(Work task): Restate every record exactly, with nothing skipped.

*** Opening Entries provided ***

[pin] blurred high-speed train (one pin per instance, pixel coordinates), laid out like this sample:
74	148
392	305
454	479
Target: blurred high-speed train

*** Closing Entries provided ***

(Completed exercise):
[pin] blurred high-speed train (one pin per instance, pixel coordinates), laid out like this sample:
74	148
392	305
454	479
Target: blurred high-speed train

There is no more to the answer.